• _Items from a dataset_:
====================

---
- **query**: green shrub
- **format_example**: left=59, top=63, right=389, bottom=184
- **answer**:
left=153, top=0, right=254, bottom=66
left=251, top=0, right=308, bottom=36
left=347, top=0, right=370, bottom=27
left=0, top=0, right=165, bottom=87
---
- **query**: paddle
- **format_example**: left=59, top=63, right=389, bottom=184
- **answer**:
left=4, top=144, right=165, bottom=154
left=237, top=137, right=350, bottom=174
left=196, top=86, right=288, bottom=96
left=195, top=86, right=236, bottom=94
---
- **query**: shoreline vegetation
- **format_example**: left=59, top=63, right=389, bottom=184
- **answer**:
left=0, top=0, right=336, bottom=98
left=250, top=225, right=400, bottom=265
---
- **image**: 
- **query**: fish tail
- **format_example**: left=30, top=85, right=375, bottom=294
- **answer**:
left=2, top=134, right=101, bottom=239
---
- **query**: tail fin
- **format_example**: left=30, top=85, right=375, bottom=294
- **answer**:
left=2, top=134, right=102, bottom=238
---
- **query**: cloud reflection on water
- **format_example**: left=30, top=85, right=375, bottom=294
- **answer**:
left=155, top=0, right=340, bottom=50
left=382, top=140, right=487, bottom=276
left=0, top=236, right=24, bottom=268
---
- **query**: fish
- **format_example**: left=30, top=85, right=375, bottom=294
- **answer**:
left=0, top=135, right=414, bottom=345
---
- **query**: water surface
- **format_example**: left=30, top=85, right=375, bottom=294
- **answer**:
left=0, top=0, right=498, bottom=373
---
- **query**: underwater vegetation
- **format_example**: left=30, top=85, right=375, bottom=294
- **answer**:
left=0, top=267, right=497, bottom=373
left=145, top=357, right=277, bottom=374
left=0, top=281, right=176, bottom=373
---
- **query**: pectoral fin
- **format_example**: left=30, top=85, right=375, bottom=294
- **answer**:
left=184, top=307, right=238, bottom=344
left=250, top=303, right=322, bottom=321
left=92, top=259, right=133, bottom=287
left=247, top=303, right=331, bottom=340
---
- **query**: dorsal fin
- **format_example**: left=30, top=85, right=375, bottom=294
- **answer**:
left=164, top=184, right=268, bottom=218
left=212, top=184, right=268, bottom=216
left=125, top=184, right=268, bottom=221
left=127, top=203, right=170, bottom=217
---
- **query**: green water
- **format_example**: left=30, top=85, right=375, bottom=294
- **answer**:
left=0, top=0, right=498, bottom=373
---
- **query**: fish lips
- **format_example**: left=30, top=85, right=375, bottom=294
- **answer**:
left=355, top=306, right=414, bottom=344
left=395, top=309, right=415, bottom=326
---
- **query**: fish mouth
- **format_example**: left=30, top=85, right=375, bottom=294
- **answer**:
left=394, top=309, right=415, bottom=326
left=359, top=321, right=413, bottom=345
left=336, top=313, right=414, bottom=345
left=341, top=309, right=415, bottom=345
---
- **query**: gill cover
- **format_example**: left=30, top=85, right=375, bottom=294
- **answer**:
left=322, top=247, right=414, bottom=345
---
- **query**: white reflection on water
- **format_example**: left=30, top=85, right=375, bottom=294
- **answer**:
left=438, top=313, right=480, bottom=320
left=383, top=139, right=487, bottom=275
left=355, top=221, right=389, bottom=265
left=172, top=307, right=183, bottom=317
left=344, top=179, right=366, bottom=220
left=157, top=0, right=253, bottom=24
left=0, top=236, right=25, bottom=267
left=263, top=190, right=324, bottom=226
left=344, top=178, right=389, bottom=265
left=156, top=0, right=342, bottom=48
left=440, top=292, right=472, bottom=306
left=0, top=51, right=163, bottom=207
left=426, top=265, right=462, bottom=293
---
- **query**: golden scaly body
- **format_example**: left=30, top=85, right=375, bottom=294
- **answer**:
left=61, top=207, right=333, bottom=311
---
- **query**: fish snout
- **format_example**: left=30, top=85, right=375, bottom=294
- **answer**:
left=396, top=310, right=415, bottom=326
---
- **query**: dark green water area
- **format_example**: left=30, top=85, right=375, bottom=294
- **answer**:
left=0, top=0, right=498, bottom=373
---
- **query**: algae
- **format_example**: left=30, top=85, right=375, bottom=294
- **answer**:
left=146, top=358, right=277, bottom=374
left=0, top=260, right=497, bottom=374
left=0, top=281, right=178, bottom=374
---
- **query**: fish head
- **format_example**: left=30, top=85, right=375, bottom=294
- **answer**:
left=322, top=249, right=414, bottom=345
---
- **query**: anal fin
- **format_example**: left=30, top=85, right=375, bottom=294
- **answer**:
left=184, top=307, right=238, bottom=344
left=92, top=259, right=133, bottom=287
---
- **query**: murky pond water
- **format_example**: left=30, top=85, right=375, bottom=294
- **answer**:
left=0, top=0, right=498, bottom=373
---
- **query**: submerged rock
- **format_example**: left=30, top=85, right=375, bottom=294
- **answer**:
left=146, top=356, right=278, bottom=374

====================

Word-for-word copies of all the records are required.

---
- **query**: green shrub
- **format_example**: left=59, top=63, right=389, bottom=184
- **answer**:
left=153, top=0, right=254, bottom=66
left=251, top=0, right=308, bottom=36
left=347, top=0, right=370, bottom=27
left=0, top=0, right=165, bottom=87
---
- **query**: paddle
- **format_example**: left=59, top=63, right=389, bottom=184
- **answer**:
left=4, top=144, right=165, bottom=154
left=237, top=137, right=350, bottom=174
left=196, top=86, right=288, bottom=96
left=195, top=86, right=236, bottom=94
---
- **query**: shoreline vegetation
- **format_example**: left=59, top=63, right=389, bottom=184
- **answer**:
left=0, top=0, right=336, bottom=98
left=250, top=225, right=400, bottom=265
---
- **image**: 
- **query**: fish tail
- **format_example**: left=30, top=85, right=375, bottom=294
- **answer**:
left=2, top=134, right=101, bottom=239
---
- **query**: tail fin
- **format_example**: left=30, top=85, right=375, bottom=294
- **answer**:
left=2, top=134, right=102, bottom=238
---
- **query**: cloud reflection on water
- **format_example**: left=30, top=85, right=375, bottom=294
- **answer**:
left=155, top=0, right=340, bottom=50
left=382, top=140, right=487, bottom=276
left=0, top=236, right=24, bottom=268
---
- **query**: fish
- **format_example**: left=30, top=85, right=375, bottom=294
- **answer**:
left=0, top=135, right=414, bottom=345
---
- **query**: water surface
- **format_example**: left=30, top=85, right=375, bottom=294
- **answer**:
left=0, top=0, right=498, bottom=373
---
- **query**: underwater vegetation
- **format_example**: left=30, top=85, right=375, bottom=294
- **answer**:
left=0, top=267, right=497, bottom=373
left=145, top=357, right=277, bottom=374
left=0, top=281, right=176, bottom=373
---
- **query**: pectoral fin
- **format_example**: left=30, top=85, right=375, bottom=294
- **answer**:
left=184, top=307, right=238, bottom=344
left=250, top=303, right=322, bottom=321
left=92, top=259, right=133, bottom=287
left=247, top=303, right=331, bottom=340
---
- **query**: dorsal fin
- **format_example**: left=30, top=85, right=375, bottom=294
- **answer**:
left=164, top=184, right=268, bottom=218
left=212, top=184, right=268, bottom=216
left=125, top=184, right=268, bottom=221
left=127, top=203, right=170, bottom=217
---
- **query**: green water
- **format_example**: left=30, top=85, right=375, bottom=294
- **answer**:
left=0, top=0, right=498, bottom=373
---
- **query**: fish lips
- **format_example**: left=30, top=85, right=375, bottom=294
- **answer**:
left=355, top=306, right=414, bottom=344
left=395, top=309, right=415, bottom=326
---
- **query**: fish mouth
- **format_example**: left=30, top=85, right=375, bottom=294
- **answer**:
left=394, top=309, right=415, bottom=326
left=359, top=321, right=413, bottom=345
left=336, top=313, right=414, bottom=345
left=341, top=309, right=415, bottom=345
---
- **query**: gill cover
- **format_example**: left=30, top=85, right=375, bottom=294
- **answer**:
left=322, top=247, right=414, bottom=345
---
- **query**: white reflection on water
- **format_example**: left=30, top=85, right=375, bottom=294
- **answer**:
left=438, top=313, right=480, bottom=320
left=383, top=139, right=487, bottom=275
left=355, top=221, right=389, bottom=265
left=172, top=307, right=183, bottom=317
left=344, top=179, right=366, bottom=220
left=157, top=0, right=253, bottom=24
left=0, top=236, right=25, bottom=267
left=263, top=190, right=324, bottom=226
left=344, top=178, right=389, bottom=265
left=156, top=0, right=342, bottom=48
left=440, top=292, right=472, bottom=306
left=0, top=51, right=163, bottom=207
left=426, top=265, right=462, bottom=293
---
- **query**: golden scaly body
- **format_example**: left=30, top=85, right=375, bottom=294
- **answer**:
left=61, top=207, right=333, bottom=311
---
- **query**: fish snout
- **format_example**: left=30, top=85, right=375, bottom=294
- **answer**:
left=396, top=310, right=415, bottom=326
---
- **query**: dark green water area
- **format_example**: left=30, top=85, right=375, bottom=294
- **answer**:
left=0, top=0, right=498, bottom=373
---
- **query**: algae
- **format_example**: left=30, top=85, right=375, bottom=294
- **answer**:
left=146, top=358, right=277, bottom=374
left=0, top=260, right=497, bottom=374
left=0, top=281, right=178, bottom=374
---
- **query**: fish head
- **format_example**: left=30, top=85, right=375, bottom=294
- **answer**:
left=322, top=249, right=414, bottom=345
---
- **query**: anal fin
- **format_example**: left=30, top=85, right=375, bottom=294
- **answer**:
left=184, top=307, right=238, bottom=344
left=92, top=259, right=133, bottom=287
---
- **query**: murky pond water
- **format_example**: left=30, top=85, right=375, bottom=294
- **answer**:
left=0, top=0, right=498, bottom=373
---
- **query**: submerged rock
- **format_example**: left=30, top=85, right=375, bottom=294
- **answer**:
left=146, top=356, right=278, bottom=374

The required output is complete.